Convém referir que até ao fim de 2011, a coletividade ultramarina francesa de São Bartolomeu era também uma região ultraperiférica da UE. Contudo, em virtude do seu afastamento da França metropolitana, do estatuto jurídico específico, das relações económicas estreitas com parceiros das Américas e de uma concentração no turismo, a França solicitou a alteração do estatuto de São Bartolomeu, tornando-o num dos países e territórios ultramarinos (PTU) da UE. Esta alteração entrou em vigor em 1 de janeiro de 2012.

Os PTU são constituídos por 26 países e territórios (incluindo, até ao fim de 2013, Maiote) na sua maioria, pequenas ilhas fora do continente europeu, com laços constitucionais comuns dos seguintes estados-membros: Dinamarca, França, Países Baixos e Reino Unido.

O artigo 355.º do Tratado de Lisboa prevê que o Conselho Europeu altere o estatuto dos PTU da França, da Dinamarca ou dos Países Baixos para o estatuto de regiões ultraperiféricas, sem que seja necessário alterar o tratado.

 

«De região problema a região oportunidade»

Não se pense, porém, que a importância das RUP se reduz ao seu peso demográfico, ao número de turistas que as visitam, ou à sua agricultura. Elas também valem e são ricas pelo seu extraordinário legado cultural, pela diversidade da sua envolvência geográfica e também pelo papel estratégico que desempenham na proteção das rotas marítimas da Europa e na defesa das suas fronteiras exteriores.

• **INSTRUÇÕES DE TRABALHO**:
**a)** Atualize o trecho do texto sobre as regiões ultraperiféricas que vai de "Convém referir que" a "e Reino Unido.", trocando "São Bartolomeu" por "Saint-Barthélemy", e apresente-o.
**b)** Devolva todas as linhas abaixo que contêm a palavra "background", tendo em conta a diferença entre maiúsculas e minúsculas.

• **Dados de anotação por pontos**:

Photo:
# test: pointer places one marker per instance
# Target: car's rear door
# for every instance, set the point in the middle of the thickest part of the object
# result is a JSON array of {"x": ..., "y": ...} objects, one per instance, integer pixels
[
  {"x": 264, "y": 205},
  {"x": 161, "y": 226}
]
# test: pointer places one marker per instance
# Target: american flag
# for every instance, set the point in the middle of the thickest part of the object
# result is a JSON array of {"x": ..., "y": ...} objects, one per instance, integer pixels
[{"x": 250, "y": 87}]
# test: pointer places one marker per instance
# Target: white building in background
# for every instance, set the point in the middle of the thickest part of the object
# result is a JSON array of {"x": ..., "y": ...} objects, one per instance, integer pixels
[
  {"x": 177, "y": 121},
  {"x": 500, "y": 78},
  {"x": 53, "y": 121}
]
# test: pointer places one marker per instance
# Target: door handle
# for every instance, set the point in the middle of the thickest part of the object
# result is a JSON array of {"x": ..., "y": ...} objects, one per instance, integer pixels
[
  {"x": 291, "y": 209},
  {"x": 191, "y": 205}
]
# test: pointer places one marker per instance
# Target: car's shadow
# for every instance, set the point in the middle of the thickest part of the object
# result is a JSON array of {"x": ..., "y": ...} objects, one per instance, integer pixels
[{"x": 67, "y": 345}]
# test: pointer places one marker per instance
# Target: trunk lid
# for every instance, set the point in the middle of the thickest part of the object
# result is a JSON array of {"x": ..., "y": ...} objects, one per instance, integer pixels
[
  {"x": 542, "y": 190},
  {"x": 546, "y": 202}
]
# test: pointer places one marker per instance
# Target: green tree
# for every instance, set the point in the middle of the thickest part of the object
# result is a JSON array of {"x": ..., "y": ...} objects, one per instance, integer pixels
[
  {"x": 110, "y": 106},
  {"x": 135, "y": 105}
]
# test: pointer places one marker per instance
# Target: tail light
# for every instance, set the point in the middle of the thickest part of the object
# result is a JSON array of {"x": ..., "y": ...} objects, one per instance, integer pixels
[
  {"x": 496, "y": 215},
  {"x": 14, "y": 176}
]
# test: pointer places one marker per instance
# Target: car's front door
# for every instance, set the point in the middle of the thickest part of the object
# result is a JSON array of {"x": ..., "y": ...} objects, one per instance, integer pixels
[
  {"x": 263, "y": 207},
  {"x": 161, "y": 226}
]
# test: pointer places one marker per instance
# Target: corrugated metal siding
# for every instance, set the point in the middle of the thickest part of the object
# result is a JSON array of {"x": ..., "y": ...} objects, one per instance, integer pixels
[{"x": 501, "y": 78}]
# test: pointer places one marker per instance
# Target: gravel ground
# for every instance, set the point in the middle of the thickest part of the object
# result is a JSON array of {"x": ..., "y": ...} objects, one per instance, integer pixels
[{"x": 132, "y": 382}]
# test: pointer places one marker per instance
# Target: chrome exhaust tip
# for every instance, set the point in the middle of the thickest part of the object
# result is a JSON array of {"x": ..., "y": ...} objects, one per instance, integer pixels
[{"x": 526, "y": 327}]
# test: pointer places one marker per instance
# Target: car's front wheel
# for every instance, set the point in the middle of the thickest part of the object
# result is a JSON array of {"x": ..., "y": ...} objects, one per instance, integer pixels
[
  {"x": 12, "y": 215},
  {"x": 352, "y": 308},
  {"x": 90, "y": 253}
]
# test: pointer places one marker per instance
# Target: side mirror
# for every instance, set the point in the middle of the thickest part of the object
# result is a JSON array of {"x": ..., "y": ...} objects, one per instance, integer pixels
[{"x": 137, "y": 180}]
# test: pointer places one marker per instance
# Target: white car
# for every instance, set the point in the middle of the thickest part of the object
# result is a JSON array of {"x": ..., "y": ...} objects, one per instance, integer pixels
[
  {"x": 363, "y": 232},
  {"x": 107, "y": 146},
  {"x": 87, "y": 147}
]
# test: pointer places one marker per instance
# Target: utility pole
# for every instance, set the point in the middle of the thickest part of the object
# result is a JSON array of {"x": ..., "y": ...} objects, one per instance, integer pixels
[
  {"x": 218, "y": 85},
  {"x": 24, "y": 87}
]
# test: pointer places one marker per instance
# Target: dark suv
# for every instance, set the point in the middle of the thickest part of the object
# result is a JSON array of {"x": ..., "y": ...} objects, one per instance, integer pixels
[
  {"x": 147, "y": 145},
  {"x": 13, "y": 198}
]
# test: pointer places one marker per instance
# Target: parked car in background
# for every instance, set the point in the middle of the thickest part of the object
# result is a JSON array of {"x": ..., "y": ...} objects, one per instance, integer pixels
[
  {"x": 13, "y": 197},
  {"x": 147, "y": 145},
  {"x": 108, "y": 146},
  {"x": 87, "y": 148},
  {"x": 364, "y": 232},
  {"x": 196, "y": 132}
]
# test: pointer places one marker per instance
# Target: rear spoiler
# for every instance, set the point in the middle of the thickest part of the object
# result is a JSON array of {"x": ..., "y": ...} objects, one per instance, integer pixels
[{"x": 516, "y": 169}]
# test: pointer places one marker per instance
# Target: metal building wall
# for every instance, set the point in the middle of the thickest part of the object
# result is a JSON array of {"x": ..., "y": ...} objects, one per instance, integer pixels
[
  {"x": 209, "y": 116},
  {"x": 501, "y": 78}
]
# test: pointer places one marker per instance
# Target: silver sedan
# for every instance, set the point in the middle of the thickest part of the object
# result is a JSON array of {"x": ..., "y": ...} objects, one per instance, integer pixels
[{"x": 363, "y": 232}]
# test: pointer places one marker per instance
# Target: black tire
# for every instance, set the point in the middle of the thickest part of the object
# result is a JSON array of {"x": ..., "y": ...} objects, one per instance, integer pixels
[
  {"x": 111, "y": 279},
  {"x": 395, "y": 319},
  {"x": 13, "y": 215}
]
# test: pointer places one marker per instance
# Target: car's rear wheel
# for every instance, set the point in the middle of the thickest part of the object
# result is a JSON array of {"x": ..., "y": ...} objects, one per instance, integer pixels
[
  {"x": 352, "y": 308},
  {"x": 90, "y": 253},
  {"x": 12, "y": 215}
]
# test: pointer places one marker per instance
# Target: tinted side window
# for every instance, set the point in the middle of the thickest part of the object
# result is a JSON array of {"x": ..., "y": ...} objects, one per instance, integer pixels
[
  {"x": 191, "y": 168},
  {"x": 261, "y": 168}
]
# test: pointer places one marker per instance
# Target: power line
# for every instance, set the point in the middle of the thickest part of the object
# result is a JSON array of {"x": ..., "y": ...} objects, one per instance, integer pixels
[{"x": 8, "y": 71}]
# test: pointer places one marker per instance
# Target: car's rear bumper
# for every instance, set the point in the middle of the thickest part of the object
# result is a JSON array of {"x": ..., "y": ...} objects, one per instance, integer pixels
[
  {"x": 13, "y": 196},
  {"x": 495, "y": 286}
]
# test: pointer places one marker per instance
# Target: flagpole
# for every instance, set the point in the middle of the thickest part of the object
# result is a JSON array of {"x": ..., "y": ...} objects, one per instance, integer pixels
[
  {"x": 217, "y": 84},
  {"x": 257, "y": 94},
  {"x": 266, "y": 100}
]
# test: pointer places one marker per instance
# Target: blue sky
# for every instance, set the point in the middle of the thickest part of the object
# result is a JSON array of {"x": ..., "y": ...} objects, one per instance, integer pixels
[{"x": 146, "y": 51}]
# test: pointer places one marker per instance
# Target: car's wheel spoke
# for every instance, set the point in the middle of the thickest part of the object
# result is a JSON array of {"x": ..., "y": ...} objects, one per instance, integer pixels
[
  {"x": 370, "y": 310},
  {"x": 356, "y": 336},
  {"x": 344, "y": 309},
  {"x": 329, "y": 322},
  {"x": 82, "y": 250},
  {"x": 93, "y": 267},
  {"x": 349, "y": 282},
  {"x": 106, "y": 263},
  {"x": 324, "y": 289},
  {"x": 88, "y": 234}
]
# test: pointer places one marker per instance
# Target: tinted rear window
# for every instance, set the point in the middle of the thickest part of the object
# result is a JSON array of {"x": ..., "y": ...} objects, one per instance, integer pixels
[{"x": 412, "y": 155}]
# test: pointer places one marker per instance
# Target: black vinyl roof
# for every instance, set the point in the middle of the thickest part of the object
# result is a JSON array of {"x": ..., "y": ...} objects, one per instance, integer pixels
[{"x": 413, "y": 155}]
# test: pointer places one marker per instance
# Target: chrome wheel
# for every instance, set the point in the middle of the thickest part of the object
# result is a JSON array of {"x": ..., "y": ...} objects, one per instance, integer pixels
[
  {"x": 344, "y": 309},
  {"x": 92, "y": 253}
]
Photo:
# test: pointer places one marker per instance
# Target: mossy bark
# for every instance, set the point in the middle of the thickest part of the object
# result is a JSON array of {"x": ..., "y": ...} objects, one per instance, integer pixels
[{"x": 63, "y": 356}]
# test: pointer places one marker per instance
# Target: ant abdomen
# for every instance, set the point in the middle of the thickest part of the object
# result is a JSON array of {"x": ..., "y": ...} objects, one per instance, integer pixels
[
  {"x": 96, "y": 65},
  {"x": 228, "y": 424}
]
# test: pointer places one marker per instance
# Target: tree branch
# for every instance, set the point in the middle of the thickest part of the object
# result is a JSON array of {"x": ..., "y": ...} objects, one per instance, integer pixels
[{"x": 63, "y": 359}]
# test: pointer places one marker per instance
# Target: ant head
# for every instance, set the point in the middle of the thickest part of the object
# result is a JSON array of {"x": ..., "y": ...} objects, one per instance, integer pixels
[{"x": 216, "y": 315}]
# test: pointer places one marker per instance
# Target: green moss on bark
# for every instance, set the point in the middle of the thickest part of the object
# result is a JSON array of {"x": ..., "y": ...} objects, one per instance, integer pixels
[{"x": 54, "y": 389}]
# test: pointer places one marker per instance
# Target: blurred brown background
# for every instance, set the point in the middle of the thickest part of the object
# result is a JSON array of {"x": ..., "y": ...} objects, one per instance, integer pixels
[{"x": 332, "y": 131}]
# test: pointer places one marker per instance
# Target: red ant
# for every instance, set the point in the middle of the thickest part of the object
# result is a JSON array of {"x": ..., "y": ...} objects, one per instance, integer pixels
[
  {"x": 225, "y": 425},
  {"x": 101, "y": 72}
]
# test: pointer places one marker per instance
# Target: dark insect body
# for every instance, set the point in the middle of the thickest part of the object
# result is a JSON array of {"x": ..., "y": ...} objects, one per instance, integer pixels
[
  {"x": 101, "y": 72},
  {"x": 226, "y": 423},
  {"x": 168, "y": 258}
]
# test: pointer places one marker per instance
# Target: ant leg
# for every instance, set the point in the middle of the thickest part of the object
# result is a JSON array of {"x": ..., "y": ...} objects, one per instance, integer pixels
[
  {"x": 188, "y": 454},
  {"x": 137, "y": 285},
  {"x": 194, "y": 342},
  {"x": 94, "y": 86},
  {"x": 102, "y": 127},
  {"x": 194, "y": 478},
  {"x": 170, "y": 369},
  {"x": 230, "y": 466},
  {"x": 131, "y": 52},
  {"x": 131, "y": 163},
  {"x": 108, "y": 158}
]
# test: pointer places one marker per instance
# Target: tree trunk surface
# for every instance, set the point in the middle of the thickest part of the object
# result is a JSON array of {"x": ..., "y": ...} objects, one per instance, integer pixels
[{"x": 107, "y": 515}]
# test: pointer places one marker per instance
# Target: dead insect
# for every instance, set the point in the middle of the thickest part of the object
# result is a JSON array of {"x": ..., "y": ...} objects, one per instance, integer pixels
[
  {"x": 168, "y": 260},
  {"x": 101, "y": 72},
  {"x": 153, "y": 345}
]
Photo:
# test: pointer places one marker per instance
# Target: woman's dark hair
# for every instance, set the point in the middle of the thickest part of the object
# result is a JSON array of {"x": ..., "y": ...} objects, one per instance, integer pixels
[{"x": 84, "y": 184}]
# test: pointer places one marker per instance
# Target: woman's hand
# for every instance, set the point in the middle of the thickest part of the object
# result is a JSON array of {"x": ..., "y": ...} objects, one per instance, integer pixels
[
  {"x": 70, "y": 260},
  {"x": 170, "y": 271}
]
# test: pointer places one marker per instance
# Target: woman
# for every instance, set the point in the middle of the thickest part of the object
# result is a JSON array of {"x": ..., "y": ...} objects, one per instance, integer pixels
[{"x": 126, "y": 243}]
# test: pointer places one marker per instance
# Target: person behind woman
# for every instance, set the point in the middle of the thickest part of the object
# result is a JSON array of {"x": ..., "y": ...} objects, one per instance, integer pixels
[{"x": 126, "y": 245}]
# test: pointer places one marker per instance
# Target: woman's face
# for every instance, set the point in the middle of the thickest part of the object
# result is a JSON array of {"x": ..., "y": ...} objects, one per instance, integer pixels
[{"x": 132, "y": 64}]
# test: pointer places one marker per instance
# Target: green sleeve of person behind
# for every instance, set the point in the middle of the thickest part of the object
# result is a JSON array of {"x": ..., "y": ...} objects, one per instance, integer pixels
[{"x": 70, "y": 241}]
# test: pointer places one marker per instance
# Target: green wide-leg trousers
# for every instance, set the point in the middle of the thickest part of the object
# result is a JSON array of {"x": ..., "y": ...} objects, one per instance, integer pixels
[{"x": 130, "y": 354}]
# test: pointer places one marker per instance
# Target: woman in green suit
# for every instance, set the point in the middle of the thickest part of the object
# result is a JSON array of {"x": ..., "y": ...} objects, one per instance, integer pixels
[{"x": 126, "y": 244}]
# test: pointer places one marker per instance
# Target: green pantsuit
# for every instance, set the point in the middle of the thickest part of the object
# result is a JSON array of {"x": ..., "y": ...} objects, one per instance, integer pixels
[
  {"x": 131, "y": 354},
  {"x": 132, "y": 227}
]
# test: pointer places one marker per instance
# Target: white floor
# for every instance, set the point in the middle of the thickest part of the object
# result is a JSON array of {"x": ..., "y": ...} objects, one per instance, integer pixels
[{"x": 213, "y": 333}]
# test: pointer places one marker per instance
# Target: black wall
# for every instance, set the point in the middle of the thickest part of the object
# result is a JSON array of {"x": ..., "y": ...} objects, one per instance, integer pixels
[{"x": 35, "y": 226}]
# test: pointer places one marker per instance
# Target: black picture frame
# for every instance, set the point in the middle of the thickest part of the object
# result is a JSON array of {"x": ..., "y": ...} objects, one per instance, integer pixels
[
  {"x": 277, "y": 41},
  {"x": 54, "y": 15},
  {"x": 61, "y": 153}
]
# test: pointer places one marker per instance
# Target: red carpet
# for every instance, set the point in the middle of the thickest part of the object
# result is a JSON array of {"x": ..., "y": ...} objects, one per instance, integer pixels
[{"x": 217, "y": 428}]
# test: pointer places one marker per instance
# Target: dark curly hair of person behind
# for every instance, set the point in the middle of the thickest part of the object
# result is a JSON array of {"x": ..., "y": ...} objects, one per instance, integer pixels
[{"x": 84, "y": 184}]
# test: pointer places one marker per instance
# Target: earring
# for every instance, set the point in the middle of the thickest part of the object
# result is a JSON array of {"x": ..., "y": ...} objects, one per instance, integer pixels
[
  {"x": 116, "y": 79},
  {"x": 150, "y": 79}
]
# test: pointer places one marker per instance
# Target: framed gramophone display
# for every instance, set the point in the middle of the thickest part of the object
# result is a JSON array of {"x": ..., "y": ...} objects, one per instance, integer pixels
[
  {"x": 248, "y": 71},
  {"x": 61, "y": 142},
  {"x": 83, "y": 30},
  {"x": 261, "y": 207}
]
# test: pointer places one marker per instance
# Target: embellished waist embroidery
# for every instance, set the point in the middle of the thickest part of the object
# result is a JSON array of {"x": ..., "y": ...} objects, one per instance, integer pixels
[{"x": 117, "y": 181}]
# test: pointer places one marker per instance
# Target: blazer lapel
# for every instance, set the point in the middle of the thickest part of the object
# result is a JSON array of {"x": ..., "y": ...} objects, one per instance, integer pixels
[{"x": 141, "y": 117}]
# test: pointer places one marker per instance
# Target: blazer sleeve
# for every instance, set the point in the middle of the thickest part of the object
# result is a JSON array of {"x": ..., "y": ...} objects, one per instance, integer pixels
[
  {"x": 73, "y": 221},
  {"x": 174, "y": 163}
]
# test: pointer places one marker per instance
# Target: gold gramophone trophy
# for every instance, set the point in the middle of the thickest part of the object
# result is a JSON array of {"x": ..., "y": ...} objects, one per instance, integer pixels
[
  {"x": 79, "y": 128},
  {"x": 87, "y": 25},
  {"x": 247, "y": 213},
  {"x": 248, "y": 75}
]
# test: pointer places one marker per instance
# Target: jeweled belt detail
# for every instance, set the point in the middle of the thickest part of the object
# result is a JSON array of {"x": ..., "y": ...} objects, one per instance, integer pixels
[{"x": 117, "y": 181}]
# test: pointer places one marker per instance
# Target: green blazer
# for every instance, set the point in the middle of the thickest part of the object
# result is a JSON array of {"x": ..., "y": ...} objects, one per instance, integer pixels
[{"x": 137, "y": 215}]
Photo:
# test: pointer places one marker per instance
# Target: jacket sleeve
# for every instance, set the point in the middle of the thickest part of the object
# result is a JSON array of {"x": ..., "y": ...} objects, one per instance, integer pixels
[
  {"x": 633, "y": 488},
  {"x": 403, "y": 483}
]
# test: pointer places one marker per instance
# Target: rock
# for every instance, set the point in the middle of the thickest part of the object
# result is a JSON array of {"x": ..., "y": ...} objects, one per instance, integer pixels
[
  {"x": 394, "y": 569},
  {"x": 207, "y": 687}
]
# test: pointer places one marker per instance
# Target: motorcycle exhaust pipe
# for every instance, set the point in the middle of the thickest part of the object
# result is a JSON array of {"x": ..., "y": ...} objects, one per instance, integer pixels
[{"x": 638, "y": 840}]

• **RESULTADOS DAS TAREFAS**:
**a)**
Convém referir que até ao fim de 2011, a coletividade ultramarina francesa de Saint-Barthélemy era também uma região ultraperiférica da UE. Contudo, em virtude do seu afastamento da França metropolitana, do estatuto jurídico específico, das relações económicas estreitas com parceiros das Américas e de uma concentração no turismo, a França solicitou a alteração do estatuto de Saint-Barthélemy, tornando-o num dos países e territórios ultramarinos (PTU) da UE. Esta alteração entrou em vigor em 1 de janeiro de 2012.

Os PTU são constituídos por 26 países e territórios (incluindo, até ao fim de 2013, Maiote) na sua maioria, pequenas ilhas fora do continente europeu, com laços constitucionais comuns dos seguintes estados-membros: Dinamarca, França, Países Baixos e Reino Unido.

**b)**
# Target: white building in background
# Target: parked car in background
# Target: blurred brown background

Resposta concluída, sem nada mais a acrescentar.